- [PROMPT]
Arrange these lines as a numbered list, leaving out any blank lines.

- [RECORDED INFORMATION]
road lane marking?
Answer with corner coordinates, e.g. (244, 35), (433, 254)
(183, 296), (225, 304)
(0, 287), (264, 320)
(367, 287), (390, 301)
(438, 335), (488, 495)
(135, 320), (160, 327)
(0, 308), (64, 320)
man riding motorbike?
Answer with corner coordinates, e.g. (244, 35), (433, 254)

- [THE OUTPUT]
1. road lane marking?
2. Answer with corner coordinates, e.g. (244, 35), (433, 254)
3. (183, 296), (225, 304)
4. (0, 287), (264, 320)
5. (367, 287), (390, 301)
6. (438, 335), (488, 495)
7. (135, 320), (160, 327)
8. (0, 308), (64, 320)
9. man riding motorbike?
10. Answer with corner coordinates, e.g. (244, 35), (433, 254)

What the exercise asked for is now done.